A key question that remains unanswered, despite the presence of anecdotal reports and observational studies (8–12), is whether RSG can be administered safely to patients with established CHF that is mild to moderate in severity, and what effect it has on cardiac function in these patients. The primary goal of this study was to investigate the effects of treatment with RSG for a period of 1 year on cardiac structure and function as determined by echocardiography (ECHO) in T2DM patients with New York Heart Association (NYHA) functional class I to II CHF. The secondary objectives were to evaluate the extent of RSG-induced fluid retention in this potentially at-risk population and assess its impact on clinical status.
Methods
This was a 52-week, multicenter, double-blind, randomized, placebo-controlled, parallel group study in patients with T2DM and mild to moderate stable CHF (NYHA functional class I to II). Ethical approval was obtained in each of the 14 European countries that participated in the study, and all patients gave written informed consent. The study was funded by GlaxoSmithKline (protocol 49653/211).
Patients were required to have inadequate glycemic control at screening (fasting plasma glucose ≥126 mg/dl [7 mmol/l] and ≤216 mg/dl [12 mmol/l]) and could be receiving any antidiabetes treatment except for a thiazolidinedione, insulin, or combination therapy with an insulin secretagogue and acarbose. Only stable patients in NYHA functional class I to II CHF were included, and all had to be treated with an angiotensin-converting enzyme inhibitor or angiotensin receptor blocker. In addition, patients with NYHA functional class II CHF had to be treated with a diuretic. According to recommended practice at the inception of the study, patients were not required to be on a beta-blocker. All patients were required to have a left ventricular ejection fraction (LVEF) ≤45%. Patients were excluded if they had a body mass index >35 kg/m2, creatinine clearance <40 ml/min (calculated using the Cockcroft-Gault equation adjusted for ideal body weight), significant hepatic disease, or laboratory-confirmed anemia (hemoglobin <11 g/dl for men and <10 g/dl for women).

----

→ **EXERCISE OBJECTIVE**: Write what comes next in the passage on the RSG heart-failure study, picking up right after its last sentence.

Items from a data source:
----

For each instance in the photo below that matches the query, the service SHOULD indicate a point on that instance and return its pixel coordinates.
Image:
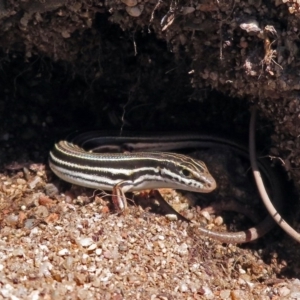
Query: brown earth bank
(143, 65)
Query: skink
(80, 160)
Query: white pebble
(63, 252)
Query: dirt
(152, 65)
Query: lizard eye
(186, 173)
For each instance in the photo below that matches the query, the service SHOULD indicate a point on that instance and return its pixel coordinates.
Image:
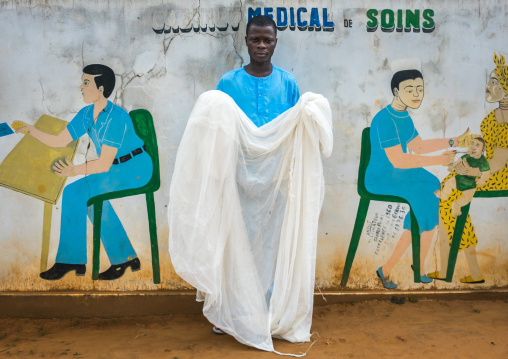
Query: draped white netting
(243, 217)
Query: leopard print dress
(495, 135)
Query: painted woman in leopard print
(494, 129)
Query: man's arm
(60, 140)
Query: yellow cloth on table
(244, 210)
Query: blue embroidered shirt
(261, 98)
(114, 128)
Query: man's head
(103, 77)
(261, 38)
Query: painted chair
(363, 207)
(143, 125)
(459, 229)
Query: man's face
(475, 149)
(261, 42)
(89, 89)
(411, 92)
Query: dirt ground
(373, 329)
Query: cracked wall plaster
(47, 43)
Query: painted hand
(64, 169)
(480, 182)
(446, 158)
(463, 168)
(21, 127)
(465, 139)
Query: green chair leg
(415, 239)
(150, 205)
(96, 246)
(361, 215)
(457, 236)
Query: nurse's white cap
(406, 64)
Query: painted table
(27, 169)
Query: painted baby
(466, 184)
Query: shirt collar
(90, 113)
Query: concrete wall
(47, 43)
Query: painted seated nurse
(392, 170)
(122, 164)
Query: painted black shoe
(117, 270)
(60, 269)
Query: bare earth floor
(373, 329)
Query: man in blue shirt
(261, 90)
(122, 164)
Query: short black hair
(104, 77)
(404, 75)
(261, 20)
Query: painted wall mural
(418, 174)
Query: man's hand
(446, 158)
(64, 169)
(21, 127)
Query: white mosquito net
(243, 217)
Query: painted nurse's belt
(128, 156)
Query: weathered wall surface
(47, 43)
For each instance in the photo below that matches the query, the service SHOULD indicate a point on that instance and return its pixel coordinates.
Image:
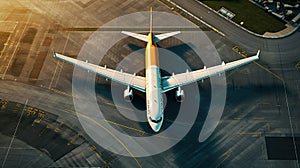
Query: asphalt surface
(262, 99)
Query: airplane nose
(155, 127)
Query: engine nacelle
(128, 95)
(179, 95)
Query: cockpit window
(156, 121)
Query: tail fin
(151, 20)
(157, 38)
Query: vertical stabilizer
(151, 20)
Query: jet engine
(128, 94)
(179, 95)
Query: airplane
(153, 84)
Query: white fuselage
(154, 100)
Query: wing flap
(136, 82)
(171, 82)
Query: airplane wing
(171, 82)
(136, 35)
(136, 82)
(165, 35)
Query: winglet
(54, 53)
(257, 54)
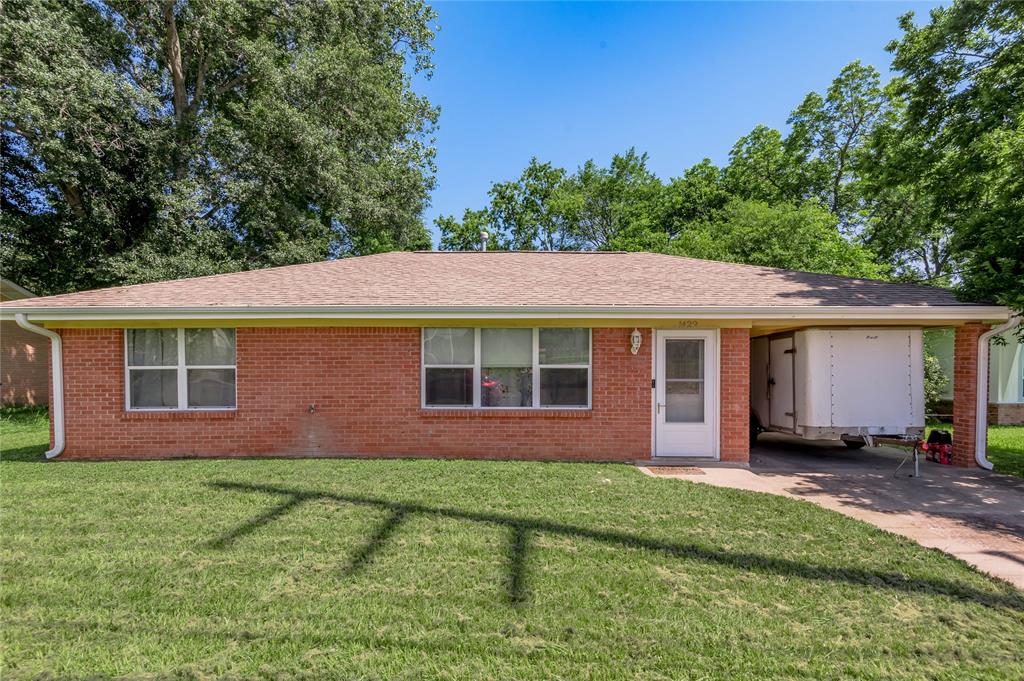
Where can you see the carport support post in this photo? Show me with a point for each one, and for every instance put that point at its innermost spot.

----

→ **RESULT OF THE EXERCISE**:
After a 4-week, single-blind run-in period on placebo (PLB) and background antidiabetes therapy, eligible patients, stratified by NYHA functional class at screening, entered the 52-week double-blind period. Patients were randomized in a 1:1 ratio using a computer-generated fixed block size of 4, initially receiving Level 1 study medication (RSG 4 mg once daily or PLB once daily) in addition to background antidiabetes therapy.
Adjustment of study medication and background oral antidiabetes medication
Throughout the study, patients were treated to a target fasting plasma glucose level <126 mg/dl (7 mmol/l) by uptitrating to Level 2 study medication (RSG 4 mg twice daily or PLB twice daily). At week 52, 56 patients (69%) in the RSG group were taking the maximal (8 mg) dose. If glycemic control was still inadequate at or beyond week 16, additional oral antidiabetes agents, with the exception of metformin and insulin, could be prescribed. Patients were withdrawn from the study if fasting plasma glucose was >270 mg/dl (15 mmol/l) during the first 16 weeks of treatment or >216 mg/dl (12 mmol/l) thereafter on 2 consecutive occasions. Unless the patient had been prematurely withdrawn from the study, each case was reviewed at least every 4 weeks until week 20 and every 8 weeks thereafter.
ECHO and laboratory assays
The ECHOs were performed on all patients within 7 days of screening and in the 7 days before or at week 28 and week 52. If patients were withdrawn from the study prematurely, an ECHO was performed at or within 7 days of the early withdrawal visit. A standard ECHO examination was performed in the left lateral decubitus position after 5 min rest, to assess left ventricular function. At least 15 cardiac cycles for both the apical 4- and 2-chamber views were obtained during quiet respiration (13).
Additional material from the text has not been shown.